GIVEN INFORMATION —
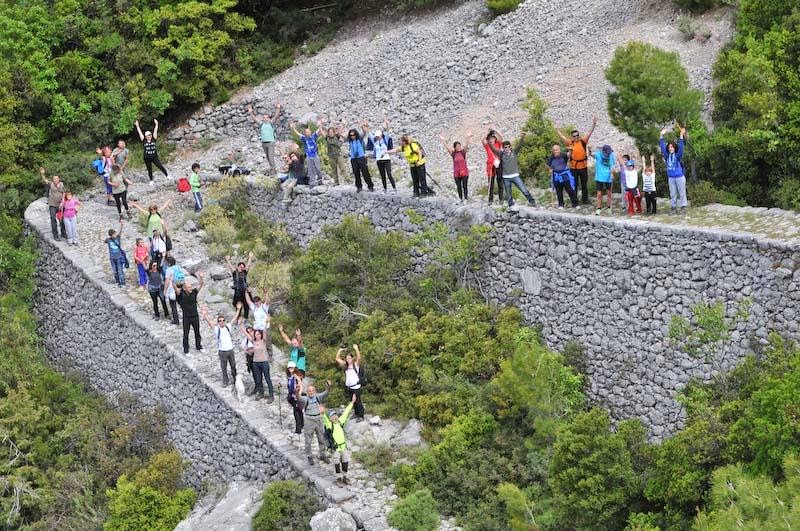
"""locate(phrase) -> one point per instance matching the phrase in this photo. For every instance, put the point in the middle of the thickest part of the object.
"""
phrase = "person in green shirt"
(266, 130)
(334, 423)
(194, 182)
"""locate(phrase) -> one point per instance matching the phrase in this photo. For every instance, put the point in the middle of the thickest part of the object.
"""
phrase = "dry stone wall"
(612, 285)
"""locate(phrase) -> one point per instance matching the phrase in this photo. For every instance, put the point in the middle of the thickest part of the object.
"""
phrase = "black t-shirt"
(150, 148)
(188, 302)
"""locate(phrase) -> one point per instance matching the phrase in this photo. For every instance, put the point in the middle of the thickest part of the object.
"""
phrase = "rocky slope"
(450, 72)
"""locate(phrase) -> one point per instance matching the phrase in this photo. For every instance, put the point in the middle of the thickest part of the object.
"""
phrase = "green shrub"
(152, 499)
(286, 506)
(651, 88)
(704, 193)
(500, 7)
(415, 512)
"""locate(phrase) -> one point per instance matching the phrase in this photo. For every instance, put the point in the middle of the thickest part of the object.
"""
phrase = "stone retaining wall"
(86, 326)
(611, 284)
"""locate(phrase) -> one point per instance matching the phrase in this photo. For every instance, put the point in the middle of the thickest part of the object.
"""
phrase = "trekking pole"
(280, 409)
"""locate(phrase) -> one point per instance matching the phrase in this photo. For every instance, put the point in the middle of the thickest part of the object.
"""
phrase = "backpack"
(329, 442)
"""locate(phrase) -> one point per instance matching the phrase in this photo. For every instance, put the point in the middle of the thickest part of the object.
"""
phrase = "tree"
(651, 90)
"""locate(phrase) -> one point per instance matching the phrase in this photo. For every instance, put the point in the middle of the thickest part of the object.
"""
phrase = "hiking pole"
(280, 409)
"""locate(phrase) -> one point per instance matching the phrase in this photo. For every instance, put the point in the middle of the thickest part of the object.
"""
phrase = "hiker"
(298, 352)
(335, 423)
(604, 162)
(563, 178)
(260, 308)
(155, 286)
(69, 216)
(415, 156)
(649, 185)
(224, 335)
(262, 356)
(150, 150)
(248, 347)
(119, 189)
(55, 194)
(173, 280)
(121, 155)
(239, 283)
(379, 143)
(333, 142)
(194, 182)
(460, 170)
(508, 159)
(99, 166)
(493, 170)
(158, 249)
(579, 158)
(358, 160)
(673, 158)
(311, 146)
(353, 378)
(312, 420)
(116, 255)
(294, 383)
(632, 195)
(154, 219)
(266, 130)
(187, 299)
(297, 175)
(141, 254)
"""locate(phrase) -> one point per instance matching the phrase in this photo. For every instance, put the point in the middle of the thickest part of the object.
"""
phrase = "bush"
(152, 499)
(286, 506)
(500, 7)
(651, 88)
(704, 193)
(416, 512)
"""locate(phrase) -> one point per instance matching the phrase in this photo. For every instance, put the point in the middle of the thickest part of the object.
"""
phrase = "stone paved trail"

AIM OF THE EXERCISE — Set down the material word for word, and drop every picture from it.

COMPLETED TASK —
"""locate(phrase) -> one point per instance matching the phrase in this photo. For every instance, put the point in the middle of the thickest part of the object.
"""
phrase = "person in green shirt"
(266, 130)
(334, 423)
(194, 182)
"""locate(phrase) -> one point per instance matching the phrase in this photo. For every instance, put the point in the middle of the thickest part of the object.
"""
phrase = "dry stone wall"
(612, 285)
"""locate(phrase) -> one point per instance matching the phrase in this photo. For every instance, put the point in the middle of the thickest part of the object.
"""
phrase = "black t-shirt"
(150, 148)
(188, 302)
"""locate(phrase) -> one point per instance matching the phrase in this photo. For every instance, put the point in the middle of the thickest part of the object.
"""
phrase = "rocky slope"
(450, 72)
"""locate(phrase) -> one point per instance matching the phrase in this photo. For every instance, put the point in the middle of the thickest part of the object.
"""
phrase = "green shrub"
(152, 499)
(286, 506)
(651, 88)
(704, 193)
(500, 7)
(415, 512)
"""locate(phrase) -> one point per instance matching the phrase in this photo. For every instance, put the point in the middle of the thickest part of the object.
"""
phrase = "stone retaining wall"
(86, 326)
(611, 284)
"""locate(phrase) -> one point per instance matching the phrase in this photo. For every instance, put the point in the middle of the thickest part of the object.
"""
phrase = "trekking pole"
(280, 409)
"""locate(phrase) -> one point per instance matching the phrase in this photo. For every instance, put the point in the middle of the thickest part of the object.
"""
phrase = "backpack"
(329, 442)
"""locate(phrase) -> one point per instance matching the phrase in this photo. For every instance, put the point in the middle of the thickest part of the object.
"""
phrase = "tree"
(651, 90)
"""locate(phrase) -> one point per instance matching the phrase in this photo. For every instance, put the point in the middle of the thickest part of the object.
"""
phrase = "hiking pole"
(280, 409)
"""locate(phrase) -> one point per instance matching the phrase in this photo. For every instance, put the point in the middle of the thickest part of the object.
"""
phrase = "hiker"
(298, 352)
(335, 423)
(604, 162)
(563, 178)
(260, 308)
(155, 286)
(69, 216)
(415, 156)
(649, 185)
(224, 335)
(262, 356)
(150, 150)
(248, 347)
(119, 189)
(55, 194)
(173, 280)
(121, 155)
(239, 283)
(379, 143)
(333, 142)
(194, 182)
(460, 170)
(508, 159)
(99, 166)
(493, 170)
(158, 249)
(579, 158)
(358, 160)
(673, 158)
(311, 146)
(353, 378)
(312, 420)
(116, 255)
(294, 383)
(632, 195)
(154, 219)
(266, 130)
(187, 299)
(297, 175)
(141, 254)
"""locate(phrase) -> one point per instance matching the phrase in this photo. For every instance, put the point in the middle of the thickest part of the object.
"""
phrase = "bush"
(152, 499)
(286, 506)
(500, 7)
(651, 88)
(704, 193)
(416, 512)
"""locate(phrase) -> one point per instance matching the phrase in this photo. For every instance, put the point in the middle of the thickest part of the object.
"""
phrase = "stone paved trail"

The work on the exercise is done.